─── Extrait du texte

À l’Odéon-Théâtre de l’Europe, Stanislas Nordey monte cette délirante pièce de Feydeau avec quatorze comédiens dans un décor surréaliste et sans portes qui claquent, avec le juste souci de la langue qui flambe autour de l’adultère. Une mise en scène originale mais qui manque de naturel et de surprise, quitte à ennuyer.

Des mots et des plumes

Il n’est pas courant de voir Stanislas Nordey, grand spécialiste des pièces contemporaines et des sujets sérieux, s’attaquer à un vaudeville. Depuis La Puce à l’oreille montée il y a une vingtaine d’années, l’artiste prolifique se concentrait surtout sur des auteurs vivants ou du XX° siècle. Georges Feydeau (1862-1921), qui se réclamait paresseux, noctambule des nuits parisiennes, s’est délecté à peindre  l’ennui, la solitude et l’impossibilité de communiquer des bourgeois parisiens, propulsés malgré eux dans une mécanique de l’absurde, en quête perpétuelle de leurs désirs inassouvis. L’Hôtel du Libre Echange met en scène deux couples, les Pinglet et les Paillardin, dont maris et femmes sont amis. Pourtant, Monsieur Pinglet, entrepreneur, frétille de désir pour Marcelle Paillardin, qui le lui rend bien, sous les yeux tranquilles de Monsieur Paillardin, un architecte trop occupé pour se préoccuper de son épouse et d’Angélique Pinglet, bien décidée à rester la maîtresse absolue de son ménage. Ces quatre-là vont se retrouver dans un curieux hôtel de passe situé rue de Provence dans le 9ème arrondissement, tout comme la bonne des Pinglet, qui drague ouvertement le neveu des Paillardin, Maxime, un lycéen de Stanislas ! S’ajouteront à cette colonie de vacances sexuelles l’avocat et ami des Pinglet, Mathieu, qui débarque de Valenciennes entouré de ses quatre filles aussi innocentes que la justice, sans connaître la « spécialité » de cet hôtel.

──────
─── Données fournies

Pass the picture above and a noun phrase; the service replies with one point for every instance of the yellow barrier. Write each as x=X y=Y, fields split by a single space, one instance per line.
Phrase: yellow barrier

──────

■ **Consignes**:
**1.** Selon l'extrait sur la pièce de Feydeau montée par Stanislas Nordey, où se trouve l'hôtel de passe dans lequel se retrouvent les personnages ?
**2.** Reprenez la suite de l'extrait sur la pièce de Feydeau montée par Stanislas Nordey à partir de sa dernière phrase.

■ **Réponses numérotées**:
**1.** Il se trouve rue de Provence, dans le 9ème arrondissement.

**2.**
Des comédiens au jeu burlesque

© Jean-Louis Fernandez

Si le souci du metteur en scène est de faire entendre le texte, cette prodigieuse architecture lexicale de l’auteur qui propulse une situation ordinaire vers un univers absurde, proche de Ionesco, de Jarry ou des surréalistes, le pari est largement gagné, car sans sonorisation -pour une fois- les dialogues, vivants, brouillés par les innombrables interjections, sont parfaitement audibles. Le problème, c’est que les comédiens finissent, à force d’un burlesque hypertrophié, par jouer le texte sans les affects, la fragilité, la vulnérabilité inhérents aux personnages. Exception faite pour Hélène Alexandridis, royalement tourmentée et insupportable dans le personnage d’Angélique Pinglet, de Claude Duparfait, magnifiquement torturé et lunaire dans celui de Paillardin et d’Anaïs Muller, femme de chambre nymphomane et hystérique, les autres comédiens ont tendance à surjouer le burlesque dans un sytème qui finit par tourner en boucle. Dommage, car Cyril Bothorel, grand échalas à la puissance de feu qui joue Pinglet et Marie Cariès, qui campe Marcelle, sont d’excellents artistes. Sans doute se perdent-ils sur ce plateau trop grand, cerné par les hauts murs emplies des discalies de la pièce.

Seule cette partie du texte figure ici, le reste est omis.